> SET TASKS
(a) In the succession planning text, what caused the groomed successor to back out in the final hour?
(b) Put every line of the records into a numbered list, skipping blank lines and leaving the pictures out.

> TEXT EXTRACT

For good reason, most financial advisers prefer internal to external transitions when planning their business' succession.

For good reason, most financial advisers prefer internal to external transitions when planning their business’ succession. Internal transitions allow for greater client and staff continuity, give the departing owner an opportunity to play a continuing role and fulfill his or her desire to leave a legacy.

But since practice often differs from theory, many internal transitions don’t work. Here are some real-life lessons from clients and advisers with whom I stay in touch that may make your succession planning more successful:

1. Make sure that your potential successor actually wants to be a business owner. Many employees and potential successors like the idea of being an owner or a partner, but find the actual performance of those roles not so appealing. One of my favorite former clients worked for years to groom a successor, and then for almost a year to structure a transaction. The successor was involved throughout, but got cold feet in the final hour when the responsibility for buying out the senior partner became overwhelming.

Being a business owner is mostly not about title and status and mostly is about investment, commitment and responsibility. It requires more than professional competence and good technical skills; it is about being able to invest in the business and bear risk.

Many internal transitions are in the final stages before successors realize what it all means. Although current owners view the assumption of business risk as an opportunity, some internal successors see it as daunting and too much of a commitment.

Unless the internal succession candidate is interested in being an owner of a very small business, or a small owner in a large business (which requires a larger pool of successors), he or she may not be a good choice. If that is the case, there are other ways to engage such an individual — including profit-sharing and/or a status title — but he or she probably is not a viable successor to the business owner.

2. Make sure that you understand what your successor wants and what he or she is willing to give to achieve that. Are you on the same page about timing, cost and contribution? I have seen these as challenges for both buyer and seller.

In some cases, the seller wants to sell only a small share of the business to an internal successor, say 5% or 10%, so the seller can prepare to exit at an undetermined time in the future. For a successor who wants to own the business outright, this is buying into a black box.

> ENTRIES PROVIDED
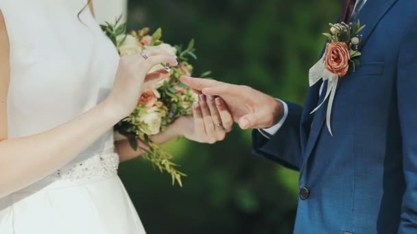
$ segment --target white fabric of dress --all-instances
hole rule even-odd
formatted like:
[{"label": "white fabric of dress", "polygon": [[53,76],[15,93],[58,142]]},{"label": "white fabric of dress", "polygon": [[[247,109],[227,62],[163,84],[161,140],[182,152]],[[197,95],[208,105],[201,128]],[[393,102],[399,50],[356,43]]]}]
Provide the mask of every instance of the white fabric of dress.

> SOLUTIONS BY TASK
(a) The responsibility for buying out the senior partner became overwhelming.

(b)
1. $ segment --target white fabric of dress --all-instances
2. hole rule even-odd
3. formatted like:
4. [{"label": "white fabric of dress", "polygon": [[53,76],[15,93],[58,142]]},{"label": "white fabric of dress", "polygon": [[[247,109],[227,62],[163,84],[161,140],[182,152]],[[197,95],[208,105],[201,128]],[[393,102],[399,50],[356,43]]]}]
5. Provide the mask of every instance of the white fabric of dress.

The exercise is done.